#### [Direction]
Please rewrite all the rows below, replacing "sample form" with "example format" everywhere and keeping every other character unchanged.

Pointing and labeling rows
▬▬▬

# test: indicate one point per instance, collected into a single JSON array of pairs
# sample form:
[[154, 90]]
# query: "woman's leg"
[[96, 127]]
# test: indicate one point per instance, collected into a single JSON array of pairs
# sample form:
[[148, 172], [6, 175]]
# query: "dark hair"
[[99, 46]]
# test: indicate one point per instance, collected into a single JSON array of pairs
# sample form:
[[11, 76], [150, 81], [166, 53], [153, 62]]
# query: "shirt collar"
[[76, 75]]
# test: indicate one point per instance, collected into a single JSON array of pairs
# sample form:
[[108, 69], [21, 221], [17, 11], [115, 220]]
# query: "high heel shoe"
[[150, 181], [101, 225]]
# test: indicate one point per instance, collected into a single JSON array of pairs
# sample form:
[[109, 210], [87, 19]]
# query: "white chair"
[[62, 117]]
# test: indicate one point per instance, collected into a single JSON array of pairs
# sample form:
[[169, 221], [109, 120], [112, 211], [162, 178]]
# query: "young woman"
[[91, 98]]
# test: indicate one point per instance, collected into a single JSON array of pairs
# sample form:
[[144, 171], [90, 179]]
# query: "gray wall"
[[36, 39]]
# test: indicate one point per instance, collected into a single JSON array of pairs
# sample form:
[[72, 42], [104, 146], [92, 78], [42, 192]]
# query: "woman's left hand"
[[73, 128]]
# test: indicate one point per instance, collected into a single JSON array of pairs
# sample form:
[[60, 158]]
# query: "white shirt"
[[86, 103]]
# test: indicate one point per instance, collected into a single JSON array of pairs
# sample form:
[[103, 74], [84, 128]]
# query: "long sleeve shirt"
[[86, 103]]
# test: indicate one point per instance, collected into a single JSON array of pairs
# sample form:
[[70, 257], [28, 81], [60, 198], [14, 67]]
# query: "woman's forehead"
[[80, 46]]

▬▬▬

#### [Answer to this exercise]
# test: indicate one point per instance, collected into a single JSON array of pairs
# example format:
[[154, 90]]
# query: "woman's leg"
[[96, 127]]
# test: indicate one point per instance, collected into a single JSON array of pairs
# example format:
[[148, 172], [6, 175]]
# query: "dark hair"
[[99, 46]]
# test: indicate one point per instance, collected into a single JSON array of pairs
# example format:
[[11, 76], [150, 81], [166, 53], [153, 62]]
# query: "shirt collar"
[[76, 75]]
# test: indicate one point per instance, collected into a single JSON array of pairs
# example format:
[[108, 69], [21, 221], [17, 11], [115, 220]]
# query: "high heel shoe"
[[150, 181], [101, 225]]
# test: indicate one point per instance, collected into a single JSON array of pairs
# example format:
[[109, 210], [87, 19]]
# query: "white chair"
[[62, 117]]
# test: indicate one point per instance, collected into a single JSON array of pairs
# example format:
[[169, 221], [109, 120], [112, 211], [162, 178]]
# query: "young woman"
[[91, 98]]
# test: indicate one point per instance, collected into a single JSON array of pairs
# example format:
[[144, 171], [90, 179]]
# query: "gray wall"
[[36, 39]]
# test: indicate one point per instance, collected into a single JSON array of pairs
# example format:
[[72, 42], [104, 146], [92, 78], [42, 192]]
# query: "woman's left hand"
[[73, 128]]
# test: indicate one point per instance, collected into a single JSON array of pairs
# example format:
[[60, 158]]
# query: "white shirt"
[[86, 103]]
# test: indicate one point per instance, collected into a single JSON array of pairs
# example format:
[[103, 74], [84, 128]]
# query: "long sleeve shirt"
[[86, 103]]
# test: indicate one point per instance, collected into a single JSON array of pairs
# example format:
[[70, 257], [28, 81], [60, 198], [14, 67]]
# query: "woman's forehead"
[[80, 46]]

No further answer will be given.